__Do this__. Find the line that contains "Note to the class: locate the player's" in the entries below. Output it and each later line exactly, and nothing else.

──────── Input material

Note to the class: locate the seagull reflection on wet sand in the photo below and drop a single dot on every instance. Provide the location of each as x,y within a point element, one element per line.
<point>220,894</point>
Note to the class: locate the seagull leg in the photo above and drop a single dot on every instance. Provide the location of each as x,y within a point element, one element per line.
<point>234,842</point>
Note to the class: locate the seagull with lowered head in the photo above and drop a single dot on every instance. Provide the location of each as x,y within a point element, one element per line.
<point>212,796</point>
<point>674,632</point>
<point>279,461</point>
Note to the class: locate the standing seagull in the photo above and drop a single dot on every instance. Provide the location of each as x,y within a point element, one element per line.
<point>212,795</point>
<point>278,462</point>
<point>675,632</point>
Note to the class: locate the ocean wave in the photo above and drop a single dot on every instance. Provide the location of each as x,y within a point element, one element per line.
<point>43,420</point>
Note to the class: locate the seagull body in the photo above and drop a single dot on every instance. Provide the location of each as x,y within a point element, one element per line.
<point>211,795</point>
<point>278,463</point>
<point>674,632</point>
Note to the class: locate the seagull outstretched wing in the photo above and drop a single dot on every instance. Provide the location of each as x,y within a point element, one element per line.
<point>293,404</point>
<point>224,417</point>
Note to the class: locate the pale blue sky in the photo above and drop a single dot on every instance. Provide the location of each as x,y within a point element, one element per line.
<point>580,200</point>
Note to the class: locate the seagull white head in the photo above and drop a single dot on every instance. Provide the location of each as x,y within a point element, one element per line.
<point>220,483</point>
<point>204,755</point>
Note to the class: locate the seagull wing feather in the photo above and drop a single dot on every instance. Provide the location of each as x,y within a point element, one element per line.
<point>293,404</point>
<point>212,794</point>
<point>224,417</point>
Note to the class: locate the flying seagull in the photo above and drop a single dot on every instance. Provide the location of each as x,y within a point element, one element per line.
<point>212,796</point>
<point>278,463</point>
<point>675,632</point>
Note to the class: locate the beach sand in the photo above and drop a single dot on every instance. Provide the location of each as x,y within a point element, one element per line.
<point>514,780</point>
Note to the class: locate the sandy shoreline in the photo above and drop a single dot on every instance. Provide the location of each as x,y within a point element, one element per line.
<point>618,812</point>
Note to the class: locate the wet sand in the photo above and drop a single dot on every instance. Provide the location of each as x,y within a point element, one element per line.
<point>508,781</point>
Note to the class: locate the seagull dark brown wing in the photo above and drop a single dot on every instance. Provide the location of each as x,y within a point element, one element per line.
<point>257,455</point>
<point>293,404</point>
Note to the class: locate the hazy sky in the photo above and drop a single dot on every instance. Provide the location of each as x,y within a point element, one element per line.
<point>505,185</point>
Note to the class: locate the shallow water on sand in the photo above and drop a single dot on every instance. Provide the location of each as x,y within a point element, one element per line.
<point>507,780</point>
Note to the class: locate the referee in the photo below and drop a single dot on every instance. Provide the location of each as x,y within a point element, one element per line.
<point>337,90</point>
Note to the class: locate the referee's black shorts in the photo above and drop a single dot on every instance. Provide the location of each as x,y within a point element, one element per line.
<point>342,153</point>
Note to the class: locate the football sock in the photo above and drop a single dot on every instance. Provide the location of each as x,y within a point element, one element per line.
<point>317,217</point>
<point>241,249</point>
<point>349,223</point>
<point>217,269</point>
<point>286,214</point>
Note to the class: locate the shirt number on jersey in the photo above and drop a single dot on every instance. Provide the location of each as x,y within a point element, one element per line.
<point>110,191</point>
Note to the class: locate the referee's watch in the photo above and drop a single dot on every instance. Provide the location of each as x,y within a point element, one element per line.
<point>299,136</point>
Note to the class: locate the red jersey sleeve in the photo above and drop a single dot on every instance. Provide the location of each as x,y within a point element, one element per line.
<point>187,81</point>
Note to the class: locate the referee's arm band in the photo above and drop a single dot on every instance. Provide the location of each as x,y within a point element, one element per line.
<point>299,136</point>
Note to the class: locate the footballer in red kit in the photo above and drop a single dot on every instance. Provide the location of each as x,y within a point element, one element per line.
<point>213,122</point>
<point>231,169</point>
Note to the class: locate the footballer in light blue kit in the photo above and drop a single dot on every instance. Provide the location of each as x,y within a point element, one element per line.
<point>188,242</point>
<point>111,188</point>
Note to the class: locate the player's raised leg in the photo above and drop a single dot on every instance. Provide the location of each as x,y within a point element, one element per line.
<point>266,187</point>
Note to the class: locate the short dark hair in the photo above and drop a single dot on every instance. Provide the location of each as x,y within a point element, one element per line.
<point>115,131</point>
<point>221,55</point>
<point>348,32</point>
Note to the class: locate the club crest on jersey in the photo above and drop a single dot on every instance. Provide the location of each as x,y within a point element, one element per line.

────────────────

__Exercise output__.
Note to the class: locate the player's raised leg in the photo above and drop a single dot on every instance. Provide the location of each as x,y within a point element, one element per line.
<point>266,187</point>
Note to the class: locate the short dark hair in the photo above and drop a single dot on every instance. Provide the location of each as x,y within a point element, one element per line.
<point>115,131</point>
<point>221,55</point>
<point>348,32</point>
Note to the class: locate the club crest on jersey in the photo above and drop a single dot on every instance. Provide the location of each as x,y within a point element, one element per line.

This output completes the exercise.